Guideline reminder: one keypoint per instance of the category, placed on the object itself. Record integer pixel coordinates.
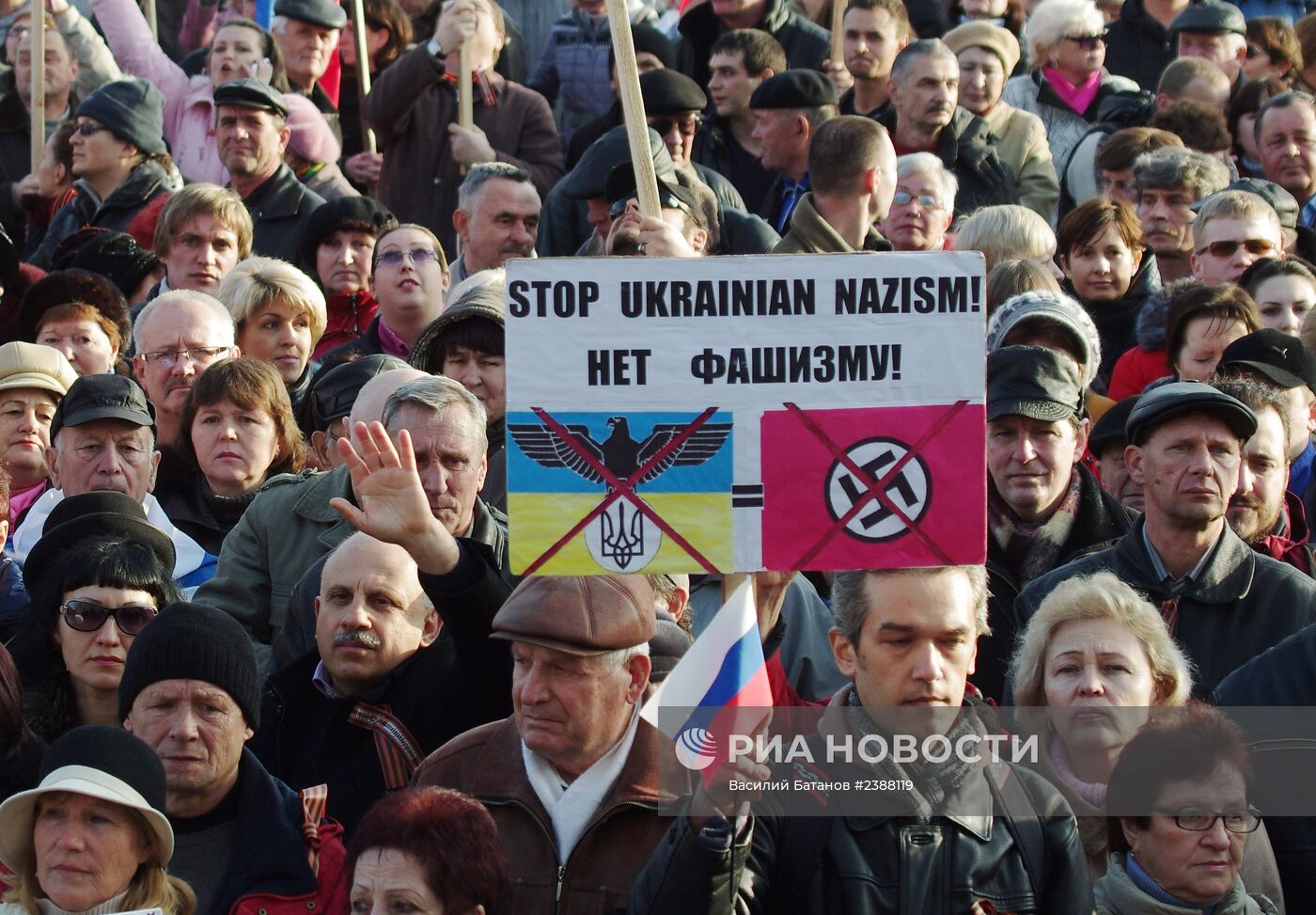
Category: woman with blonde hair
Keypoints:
(279, 313)
(92, 835)
(1099, 655)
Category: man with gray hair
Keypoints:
(1167, 183)
(496, 217)
(923, 206)
(291, 526)
(924, 118)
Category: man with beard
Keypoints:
(1167, 183)
(924, 87)
(1261, 511)
(496, 217)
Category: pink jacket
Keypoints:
(188, 103)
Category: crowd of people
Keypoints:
(263, 652)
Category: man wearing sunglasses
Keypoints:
(1233, 229)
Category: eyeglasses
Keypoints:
(1259, 246)
(1088, 42)
(167, 358)
(687, 128)
(88, 616)
(417, 256)
(1191, 819)
(924, 200)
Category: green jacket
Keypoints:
(282, 533)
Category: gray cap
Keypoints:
(589, 178)
(1175, 399)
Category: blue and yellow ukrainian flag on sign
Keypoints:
(563, 466)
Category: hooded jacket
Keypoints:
(967, 148)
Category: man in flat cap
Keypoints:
(853, 178)
(1043, 507)
(572, 777)
(414, 111)
(1214, 30)
(252, 134)
(924, 118)
(306, 32)
(1224, 602)
(789, 108)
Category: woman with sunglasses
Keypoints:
(96, 578)
(1180, 820)
(1068, 81)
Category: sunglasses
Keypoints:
--- --- ---
_Instructions to follow_. Reproduce every line from the one containing "Category: hooded jacket" through the end of the rows, category lines included, and shift each keypoint coordinate by adding 19 to both its x and y values.

_Worked solution_.
Category: hooded jacket
Keypoints:
(986, 167)
Category: man in flat cap
Keypoints:
(872, 197)
(1062, 526)
(591, 796)
(433, 130)
(1233, 49)
(271, 153)
(943, 137)
(325, 51)
(1243, 621)
(808, 127)
Category: woman with sunglasses
Keypoints:
(115, 597)
(1199, 839)
(1087, 100)
Category: sunglasses
Keypoints:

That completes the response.